GIVEN PASSAGE:
—————

The acidity makes it more difficult for mussels, oysters and clams to build shells, meaning fewer infants survive until adulthood – it has caused failures at oyster hatcheries and mussel farms, and some high-acidity flats in Maine are no longer producing clams.

“Make no mistake about it: What is at risk here is nothing short of the future of the aquaculture and fishing sectors of this state,” Sebastian Belle, executive director of the Maine Aquaculture Association, told state legislators in 2015.

The research on how acidity affects lobsters in cold water, however, is limited, an information gap that the largely forgotten report from the state commission was designed to close.

Without research conducted along the Maine coast, we won’t know how lobsters are responding to ocean acidity at different ages and in different areas. We won’t be able to identify areas of the state most affected by runoff and formulate ways to mitigate that impact. We won’t be able to move fishermen away from troubled spots, or properly prepare for major changes in an industry that defines communities up and down the coast.

The volunteer group is doing some of that work on their own, even traveling to an overseas conference on the subject. They are discussing joining the group founded by Washington state and others. Members say they have had cooperation from state agencies.

But with so much at stake, that’s simply not enough – as it stands now, Maine’s marine economy is heading into the next century blind.

—————

MATERIAL PROVIDED:
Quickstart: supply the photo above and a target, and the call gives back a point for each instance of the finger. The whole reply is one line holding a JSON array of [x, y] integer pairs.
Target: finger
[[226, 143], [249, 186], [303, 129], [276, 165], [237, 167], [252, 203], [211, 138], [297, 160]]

—————

WORK INSTRUCTIONS:
1. In the passage on ocean acidity in Maine, who told state legislators in 2015 that the future of the state's aquaculture and fishing sectors was at risk?
2. How would you render the sentence "Members say they have had cooperation from state agencies." from the passage on ocean acidity in Maine in Spanish?
3. Can you echo the part of the passage on ocean acidity in Maine between "The acidity makes" and "designed to close.", inclusive?

SOLUTIONS FOR EACH TASK:
1. Sebastian Belle, executive director of the Maine Aquaculture Association.

2. Los miembros dicen que han contado con la cooperación de las agencias estatales.

3.
The acidity makes it more difficult for mussels, oysters and clams to build shells, meaning fewer infants survive until adulthood – it has caused failures at oyster hatcheries and mussel farms, and some high-acidity flats in Maine are no longer producing clams.

“Make no mistake about it: What is at risk here is nothing short of the future of the aquaculture and fishing sectors of this state,” Sebastian Belle, executive director of the Maine Aquaculture Association, told state legislators in 2015.

The research on how acidity affects lobsters in cold water, however, is limited, an information gap that the largely forgotten report from the state commission was designed to close.